Rewrite all the lines of the items below, putting "pin" wherever "marker" appears and keeping everything else the same. Leave the pictures out of your answer.

—————

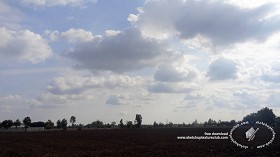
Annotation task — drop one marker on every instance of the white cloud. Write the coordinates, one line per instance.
(23, 45)
(132, 18)
(72, 35)
(222, 69)
(76, 35)
(117, 100)
(123, 52)
(9, 103)
(220, 22)
(51, 3)
(161, 87)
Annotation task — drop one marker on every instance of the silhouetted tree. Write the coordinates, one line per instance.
(17, 123)
(138, 120)
(113, 124)
(169, 125)
(129, 124)
(265, 115)
(232, 122)
(64, 123)
(277, 121)
(37, 124)
(73, 120)
(160, 125)
(7, 123)
(155, 124)
(49, 124)
(58, 124)
(121, 123)
(26, 121)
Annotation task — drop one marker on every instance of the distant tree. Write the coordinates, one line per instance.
(97, 124)
(26, 121)
(64, 124)
(121, 124)
(113, 124)
(265, 115)
(195, 122)
(138, 120)
(58, 124)
(169, 125)
(49, 124)
(17, 123)
(129, 124)
(73, 120)
(251, 118)
(232, 122)
(7, 123)
(160, 124)
(277, 121)
(37, 124)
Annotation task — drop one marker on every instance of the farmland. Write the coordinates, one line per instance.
(127, 142)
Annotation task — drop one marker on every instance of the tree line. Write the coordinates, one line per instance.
(265, 115)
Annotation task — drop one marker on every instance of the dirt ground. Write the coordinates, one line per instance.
(128, 142)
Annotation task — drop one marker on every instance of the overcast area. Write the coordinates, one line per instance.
(170, 61)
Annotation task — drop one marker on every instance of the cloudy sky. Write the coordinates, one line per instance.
(173, 61)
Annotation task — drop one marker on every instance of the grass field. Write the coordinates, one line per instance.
(127, 142)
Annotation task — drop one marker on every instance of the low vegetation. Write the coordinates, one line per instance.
(265, 115)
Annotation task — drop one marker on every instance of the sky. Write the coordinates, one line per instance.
(170, 61)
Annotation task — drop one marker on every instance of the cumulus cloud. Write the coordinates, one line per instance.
(122, 52)
(79, 84)
(222, 69)
(169, 73)
(117, 100)
(220, 22)
(51, 3)
(23, 45)
(161, 87)
(75, 35)
(8, 103)
(9, 16)
(72, 35)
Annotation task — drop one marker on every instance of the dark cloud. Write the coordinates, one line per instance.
(220, 22)
(170, 88)
(125, 51)
(168, 73)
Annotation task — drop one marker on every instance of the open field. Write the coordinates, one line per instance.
(127, 142)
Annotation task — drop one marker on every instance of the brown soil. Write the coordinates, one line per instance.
(127, 142)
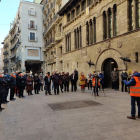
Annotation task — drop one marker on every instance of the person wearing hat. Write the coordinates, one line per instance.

—————

### EXERCISE RESULT
Annotation task — drop one pin on every instance of the white cloud. Write the coordinates, one line per instance.
(23, 45)
(132, 18)
(72, 35)
(222, 69)
(76, 35)
(117, 100)
(123, 52)
(9, 103)
(220, 22)
(51, 3)
(161, 87)
Annotation task — drop one pin on every instance of the silhouetted tree. Write the coordinates, one line per instance.
(17, 123)
(138, 120)
(113, 124)
(169, 125)
(129, 124)
(265, 115)
(232, 122)
(64, 123)
(277, 121)
(37, 124)
(73, 120)
(160, 125)
(7, 123)
(155, 124)
(49, 124)
(58, 124)
(121, 123)
(26, 121)
Annotation task — drop one pin on every instance of the distant tree. Write the coordinates, one line per instance.
(97, 124)
(26, 121)
(64, 124)
(121, 124)
(113, 124)
(265, 115)
(195, 122)
(138, 120)
(58, 124)
(169, 125)
(49, 124)
(17, 123)
(129, 124)
(73, 120)
(251, 118)
(232, 122)
(7, 123)
(160, 124)
(277, 121)
(37, 124)
Annotation task — drop one pin on every instance of the farmland. Write the coordinates, one line per instance.
(127, 142)
Annotation task — drop one pin on every instance of the tree line. Write the coordinates, one line per instance.
(265, 115)
Annotation task — drop one pin on every instance of the dirt ground. Write the coordinates, one line per instance.
(128, 142)
Annotation task — drop one pin on every instance of the overcast area. Write the coordinates, one line per instance.
(170, 61)
Annotation task — drop one pin on every instance of the cloudy sky. Write the coordinates, one line per instance.
(173, 61)
Annotation task — drop one pin on every instance of the grass field. Write the coordinates, one line per instance.
(127, 142)
Annotation task — drop one pin on every instance of the low vegetation. Write the coordinates, one line per instance.
(265, 115)
Annotation task — drop one pin on every instance of the sky. Write the coordinates, one line per instance.
(170, 61)
Annotation task — drop one pin on every instance of the cumulus cloud. Write the coordinates, one line per instance.
(122, 52)
(79, 84)
(222, 69)
(169, 73)
(117, 100)
(220, 22)
(51, 3)
(23, 45)
(161, 87)
(75, 35)
(8, 103)
(9, 16)
(72, 35)
Annotation task — drop one pin on every instance of the dark cloud. Write the coordinates, one line per instance.
(220, 22)
(170, 88)
(125, 51)
(168, 73)
Annotation task — drop one pin on every instance of the open field. Write the coordinates, one line per instance.
(127, 142)
Annotation task — drop one pin on every instance of the brown soil. Write the coordinates, one line per instance.
(127, 142)
Annotation task — drop one pin on every instance of the person wearing hat. Write the coordinates, one line per instance.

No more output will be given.